--- begin SELECTED EXTRACT ---

For all its newfangled transwarp malarkey, the Excelsior was very much the Charlie Brown of the "Star Trek" fleet, constantly having the football pulled out from in front of it. Yes, it eventually took the starship equivalent to a quiet desk job, looking for weird gas in the Beta quadrant under the command of Hikaru Sulu (George Takei) in "Star Trek VI: The Undiscovered Country." But before that, it was space-grounded by a power failure in "Star Trek IV: The Voyage Home," and even more embarrassingly sabotaged by Montgomery Scott (James Doohan) in "Star Trek III: The Search for Spock" during an attempted interception of the Enterprise. From the looks of things, this was the kerfuffle that smothered Starfleet's transwarp ambitions.

Or maybe, one fan theory goes, the transwarp experiments worked just fine. Maybe the problem lies in the definition of the word "transwarp." Maybe Starfleet not only succeeded in mastering transwarp travel, they made it so ubiquitous that nobody even thinks of it as something special anymore, and the word has come to mean something entirely different. It could just be that the Excelsior's transwarp drive was what allowed later-era Starfleet ships to jump directly to high speeds instead of needing to ramp up like in the old days.

--- end SELECTED EXTRACT ---
--- begin TASK INPUT ---

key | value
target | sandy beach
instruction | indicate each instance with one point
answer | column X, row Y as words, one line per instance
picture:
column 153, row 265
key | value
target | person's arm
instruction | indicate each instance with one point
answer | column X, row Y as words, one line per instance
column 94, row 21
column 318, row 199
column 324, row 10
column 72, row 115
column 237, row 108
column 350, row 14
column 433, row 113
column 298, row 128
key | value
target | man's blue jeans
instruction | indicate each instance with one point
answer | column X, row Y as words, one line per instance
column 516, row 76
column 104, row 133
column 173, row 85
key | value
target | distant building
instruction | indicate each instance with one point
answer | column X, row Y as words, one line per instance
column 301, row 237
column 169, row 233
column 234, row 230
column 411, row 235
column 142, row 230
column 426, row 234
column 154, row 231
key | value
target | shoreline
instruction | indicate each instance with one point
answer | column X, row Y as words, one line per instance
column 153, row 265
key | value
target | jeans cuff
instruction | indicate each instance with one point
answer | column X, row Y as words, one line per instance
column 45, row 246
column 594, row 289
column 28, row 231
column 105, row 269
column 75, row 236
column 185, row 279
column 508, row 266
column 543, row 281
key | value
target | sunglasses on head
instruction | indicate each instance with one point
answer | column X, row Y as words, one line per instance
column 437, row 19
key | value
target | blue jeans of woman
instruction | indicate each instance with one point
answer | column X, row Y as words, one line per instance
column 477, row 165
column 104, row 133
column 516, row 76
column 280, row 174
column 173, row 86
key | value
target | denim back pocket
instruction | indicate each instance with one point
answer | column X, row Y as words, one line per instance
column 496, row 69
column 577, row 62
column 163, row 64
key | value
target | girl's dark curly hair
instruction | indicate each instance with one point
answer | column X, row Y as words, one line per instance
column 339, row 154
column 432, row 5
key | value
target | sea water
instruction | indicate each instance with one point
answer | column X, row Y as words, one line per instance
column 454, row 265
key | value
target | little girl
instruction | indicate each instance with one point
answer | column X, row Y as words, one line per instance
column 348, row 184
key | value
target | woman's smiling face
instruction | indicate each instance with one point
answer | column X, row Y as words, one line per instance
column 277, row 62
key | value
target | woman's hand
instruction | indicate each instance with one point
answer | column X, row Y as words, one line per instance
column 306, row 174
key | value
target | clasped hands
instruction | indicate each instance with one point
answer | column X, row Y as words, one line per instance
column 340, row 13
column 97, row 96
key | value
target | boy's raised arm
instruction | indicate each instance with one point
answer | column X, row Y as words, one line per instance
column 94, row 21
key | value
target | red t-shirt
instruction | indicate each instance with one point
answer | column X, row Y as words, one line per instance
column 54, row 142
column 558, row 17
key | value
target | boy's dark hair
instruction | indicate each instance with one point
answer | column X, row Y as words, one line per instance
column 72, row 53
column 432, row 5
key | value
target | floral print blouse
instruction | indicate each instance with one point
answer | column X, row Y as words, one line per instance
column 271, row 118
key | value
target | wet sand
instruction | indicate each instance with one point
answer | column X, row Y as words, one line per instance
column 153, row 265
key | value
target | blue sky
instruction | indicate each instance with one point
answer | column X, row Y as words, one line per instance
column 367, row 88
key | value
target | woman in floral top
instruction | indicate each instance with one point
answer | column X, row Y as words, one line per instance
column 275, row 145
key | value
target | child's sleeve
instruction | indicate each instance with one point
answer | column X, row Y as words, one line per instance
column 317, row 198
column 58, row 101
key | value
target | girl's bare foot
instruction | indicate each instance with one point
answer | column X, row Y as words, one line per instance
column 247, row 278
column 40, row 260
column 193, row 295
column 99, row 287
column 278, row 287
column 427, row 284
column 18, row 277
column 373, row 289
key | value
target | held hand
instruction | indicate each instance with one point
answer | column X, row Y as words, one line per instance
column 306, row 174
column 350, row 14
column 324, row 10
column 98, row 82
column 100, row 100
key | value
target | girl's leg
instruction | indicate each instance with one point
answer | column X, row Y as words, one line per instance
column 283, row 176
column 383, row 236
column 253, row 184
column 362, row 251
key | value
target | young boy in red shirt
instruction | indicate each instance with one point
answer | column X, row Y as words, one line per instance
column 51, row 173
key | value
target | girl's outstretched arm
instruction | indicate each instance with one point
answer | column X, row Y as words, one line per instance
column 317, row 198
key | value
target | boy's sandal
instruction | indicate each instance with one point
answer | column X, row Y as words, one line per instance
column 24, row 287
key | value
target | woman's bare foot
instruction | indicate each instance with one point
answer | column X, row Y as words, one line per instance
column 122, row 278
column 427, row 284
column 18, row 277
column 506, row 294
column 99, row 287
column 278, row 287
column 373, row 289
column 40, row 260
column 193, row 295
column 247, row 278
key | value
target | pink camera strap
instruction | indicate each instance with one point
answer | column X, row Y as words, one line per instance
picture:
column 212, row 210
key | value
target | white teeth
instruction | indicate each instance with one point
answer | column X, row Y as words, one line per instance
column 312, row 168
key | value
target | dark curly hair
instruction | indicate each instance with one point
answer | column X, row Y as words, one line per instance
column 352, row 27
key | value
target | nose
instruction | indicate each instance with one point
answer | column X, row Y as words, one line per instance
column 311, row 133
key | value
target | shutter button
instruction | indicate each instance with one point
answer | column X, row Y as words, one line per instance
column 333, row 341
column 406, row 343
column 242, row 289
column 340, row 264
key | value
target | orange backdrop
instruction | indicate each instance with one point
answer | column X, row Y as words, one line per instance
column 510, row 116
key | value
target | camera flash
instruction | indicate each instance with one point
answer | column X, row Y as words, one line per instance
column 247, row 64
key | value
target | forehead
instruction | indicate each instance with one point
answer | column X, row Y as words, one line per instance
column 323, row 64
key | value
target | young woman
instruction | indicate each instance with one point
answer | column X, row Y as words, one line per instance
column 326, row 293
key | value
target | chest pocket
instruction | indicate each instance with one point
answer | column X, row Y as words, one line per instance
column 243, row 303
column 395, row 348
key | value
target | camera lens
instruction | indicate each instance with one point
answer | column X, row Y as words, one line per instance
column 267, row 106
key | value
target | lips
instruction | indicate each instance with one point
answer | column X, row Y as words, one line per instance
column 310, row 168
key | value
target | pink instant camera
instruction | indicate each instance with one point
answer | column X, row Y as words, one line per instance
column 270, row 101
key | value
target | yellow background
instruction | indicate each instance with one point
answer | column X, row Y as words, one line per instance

--- end TASK INPUT ---

WHAT TO DO
1: List every "Star Trek" film title that the Excelsior passage names.
2: Display each line of the entries that contains the word "bare".
The entries have no connection to the Excelsior passage.

ANSWERS PROVIDED
1:
Star Trek VI: The Undiscovered Country
Star Trek IV: The Voyage Home
Star Trek III: The Search for Spock

2:
target | girl's bare foot
target | woman's bare foot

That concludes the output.